Point-per-instance localization data
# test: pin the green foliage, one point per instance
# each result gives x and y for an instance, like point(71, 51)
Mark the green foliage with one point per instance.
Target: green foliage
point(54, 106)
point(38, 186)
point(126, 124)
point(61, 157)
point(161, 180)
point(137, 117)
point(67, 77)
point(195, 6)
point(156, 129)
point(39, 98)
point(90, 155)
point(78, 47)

Assignment. Return, line for line and unchanged, the data from its first line through the line containing "Mark the green".

Answer area.
# test: pin the green foliage, one point per instance
# each result gives x and y for an instance, like point(71, 51)
Mark the green foliage with one point per instance.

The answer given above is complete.